> PROBLEM DETAILS: Write the records out again, keeping each line exactly as it is.
=====
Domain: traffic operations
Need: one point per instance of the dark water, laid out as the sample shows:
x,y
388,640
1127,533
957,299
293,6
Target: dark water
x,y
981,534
=====
> RESPONSE:
Domain: traffic operations
Need: one point per instance of the dark water, laid out as the sample shows:
x,y
388,640
1127,533
957,299
293,6
Target: dark water
x,y
981,534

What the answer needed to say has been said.